Start of INFORMATION GIVEN
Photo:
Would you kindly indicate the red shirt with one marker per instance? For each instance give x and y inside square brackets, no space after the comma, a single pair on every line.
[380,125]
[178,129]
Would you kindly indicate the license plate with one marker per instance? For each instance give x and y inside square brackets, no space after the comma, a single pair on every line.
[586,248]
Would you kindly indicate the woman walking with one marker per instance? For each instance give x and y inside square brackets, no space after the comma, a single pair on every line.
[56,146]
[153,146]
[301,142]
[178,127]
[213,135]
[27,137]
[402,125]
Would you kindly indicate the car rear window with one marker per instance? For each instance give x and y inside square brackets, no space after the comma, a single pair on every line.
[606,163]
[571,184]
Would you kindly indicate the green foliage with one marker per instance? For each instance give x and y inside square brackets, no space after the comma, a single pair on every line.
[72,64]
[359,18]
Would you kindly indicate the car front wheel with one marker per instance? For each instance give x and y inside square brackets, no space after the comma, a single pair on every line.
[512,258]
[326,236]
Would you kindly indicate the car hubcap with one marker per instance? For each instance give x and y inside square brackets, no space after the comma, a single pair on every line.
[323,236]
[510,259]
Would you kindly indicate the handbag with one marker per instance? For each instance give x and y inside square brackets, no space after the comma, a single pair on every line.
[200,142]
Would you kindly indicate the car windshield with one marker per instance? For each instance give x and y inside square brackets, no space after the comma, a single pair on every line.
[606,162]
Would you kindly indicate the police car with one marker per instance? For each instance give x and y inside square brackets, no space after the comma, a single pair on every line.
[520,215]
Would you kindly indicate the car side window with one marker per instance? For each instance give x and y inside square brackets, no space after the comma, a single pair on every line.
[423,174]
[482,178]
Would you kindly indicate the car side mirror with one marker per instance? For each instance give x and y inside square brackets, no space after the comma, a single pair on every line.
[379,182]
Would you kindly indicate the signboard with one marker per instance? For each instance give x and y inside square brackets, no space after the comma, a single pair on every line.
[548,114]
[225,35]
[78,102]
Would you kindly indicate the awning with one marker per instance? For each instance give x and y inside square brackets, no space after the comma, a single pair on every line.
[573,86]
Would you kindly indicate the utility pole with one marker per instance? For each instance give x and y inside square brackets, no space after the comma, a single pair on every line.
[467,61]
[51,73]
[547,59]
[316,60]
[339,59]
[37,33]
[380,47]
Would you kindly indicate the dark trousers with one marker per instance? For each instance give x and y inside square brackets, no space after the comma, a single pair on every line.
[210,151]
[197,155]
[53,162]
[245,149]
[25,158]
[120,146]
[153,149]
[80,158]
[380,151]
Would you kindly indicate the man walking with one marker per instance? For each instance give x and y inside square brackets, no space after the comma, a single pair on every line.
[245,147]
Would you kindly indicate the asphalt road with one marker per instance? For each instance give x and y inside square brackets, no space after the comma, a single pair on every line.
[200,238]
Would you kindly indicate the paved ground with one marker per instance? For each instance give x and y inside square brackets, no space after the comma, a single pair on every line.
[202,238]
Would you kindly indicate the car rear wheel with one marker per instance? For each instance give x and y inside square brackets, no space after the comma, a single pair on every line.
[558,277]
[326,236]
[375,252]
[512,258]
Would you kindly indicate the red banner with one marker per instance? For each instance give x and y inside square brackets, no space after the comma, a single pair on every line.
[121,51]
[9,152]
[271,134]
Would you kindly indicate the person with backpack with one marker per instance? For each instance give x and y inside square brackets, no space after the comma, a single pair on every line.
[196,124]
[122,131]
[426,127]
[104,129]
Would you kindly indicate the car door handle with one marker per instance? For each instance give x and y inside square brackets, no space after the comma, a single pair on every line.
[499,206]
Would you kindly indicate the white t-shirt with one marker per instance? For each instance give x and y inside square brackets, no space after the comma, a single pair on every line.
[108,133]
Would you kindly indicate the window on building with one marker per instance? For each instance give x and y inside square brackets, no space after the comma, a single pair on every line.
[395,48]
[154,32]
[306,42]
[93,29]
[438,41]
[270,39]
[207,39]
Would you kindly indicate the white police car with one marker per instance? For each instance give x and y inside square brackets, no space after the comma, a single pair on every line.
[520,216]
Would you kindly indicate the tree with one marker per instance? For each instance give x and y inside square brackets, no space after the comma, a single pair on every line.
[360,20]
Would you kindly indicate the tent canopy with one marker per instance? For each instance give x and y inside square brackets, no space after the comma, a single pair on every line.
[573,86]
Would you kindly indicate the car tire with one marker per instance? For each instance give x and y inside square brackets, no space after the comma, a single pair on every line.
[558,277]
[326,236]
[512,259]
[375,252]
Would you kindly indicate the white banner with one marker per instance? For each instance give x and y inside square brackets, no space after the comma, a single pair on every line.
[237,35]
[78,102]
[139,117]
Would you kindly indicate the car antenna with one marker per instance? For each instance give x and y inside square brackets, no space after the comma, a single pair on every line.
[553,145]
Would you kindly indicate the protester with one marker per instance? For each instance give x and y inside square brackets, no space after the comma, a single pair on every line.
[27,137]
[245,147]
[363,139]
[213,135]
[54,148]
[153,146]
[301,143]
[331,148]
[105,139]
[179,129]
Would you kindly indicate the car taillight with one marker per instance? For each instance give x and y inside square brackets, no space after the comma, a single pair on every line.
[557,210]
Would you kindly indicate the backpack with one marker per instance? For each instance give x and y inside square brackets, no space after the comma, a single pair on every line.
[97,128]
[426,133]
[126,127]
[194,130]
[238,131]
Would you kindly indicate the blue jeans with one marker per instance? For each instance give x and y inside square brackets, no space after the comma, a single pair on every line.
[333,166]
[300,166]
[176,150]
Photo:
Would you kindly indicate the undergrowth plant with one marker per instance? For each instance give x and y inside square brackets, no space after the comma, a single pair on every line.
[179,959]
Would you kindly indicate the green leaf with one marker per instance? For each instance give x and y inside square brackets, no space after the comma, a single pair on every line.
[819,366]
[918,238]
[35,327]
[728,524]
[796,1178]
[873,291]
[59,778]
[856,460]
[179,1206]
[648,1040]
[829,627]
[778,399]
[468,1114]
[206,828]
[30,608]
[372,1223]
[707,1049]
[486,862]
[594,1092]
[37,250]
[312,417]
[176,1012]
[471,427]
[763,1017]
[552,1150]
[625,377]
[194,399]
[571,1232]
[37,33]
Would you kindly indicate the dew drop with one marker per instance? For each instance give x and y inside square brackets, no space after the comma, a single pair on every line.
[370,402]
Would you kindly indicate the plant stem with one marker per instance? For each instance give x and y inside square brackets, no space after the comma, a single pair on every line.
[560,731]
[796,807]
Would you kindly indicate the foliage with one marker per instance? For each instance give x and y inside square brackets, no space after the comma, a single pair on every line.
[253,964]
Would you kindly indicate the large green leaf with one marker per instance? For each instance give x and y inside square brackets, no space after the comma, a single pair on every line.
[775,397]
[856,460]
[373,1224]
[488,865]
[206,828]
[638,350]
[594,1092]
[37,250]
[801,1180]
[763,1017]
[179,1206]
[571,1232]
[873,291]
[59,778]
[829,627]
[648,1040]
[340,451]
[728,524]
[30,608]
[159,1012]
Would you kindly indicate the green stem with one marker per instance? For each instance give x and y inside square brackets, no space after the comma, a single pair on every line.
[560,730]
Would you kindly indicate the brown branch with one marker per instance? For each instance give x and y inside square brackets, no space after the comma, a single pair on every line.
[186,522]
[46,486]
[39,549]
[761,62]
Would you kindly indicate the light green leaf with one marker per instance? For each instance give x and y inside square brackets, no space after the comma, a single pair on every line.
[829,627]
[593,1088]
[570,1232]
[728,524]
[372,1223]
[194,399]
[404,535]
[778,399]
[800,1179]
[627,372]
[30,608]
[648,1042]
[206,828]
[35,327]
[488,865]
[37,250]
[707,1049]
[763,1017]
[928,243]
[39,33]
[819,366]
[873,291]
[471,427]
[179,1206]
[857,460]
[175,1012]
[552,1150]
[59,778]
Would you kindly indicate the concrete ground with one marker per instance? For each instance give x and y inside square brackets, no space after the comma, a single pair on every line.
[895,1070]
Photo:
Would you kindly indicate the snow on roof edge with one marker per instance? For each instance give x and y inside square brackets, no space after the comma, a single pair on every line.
End of INFORMATION GIVEN
:: BRIEF ::
From the line that contains "Would you kindly indicate the concrete" down to the final line of the entries, print every line exactly as it is, and only those lines.

:: RESPONSE AREA ::
Would you kindly indicate the concrete ground with one marker per instance? For each instance give x and y inside square brackets, no space after the comma, a single pair on every line.
[895,1070]
Photo:
Would you kindly indicate the snow on roof edge with one marker per instance? For each instance give x and y inside square brackets, no space after the comma, a single pair on every line.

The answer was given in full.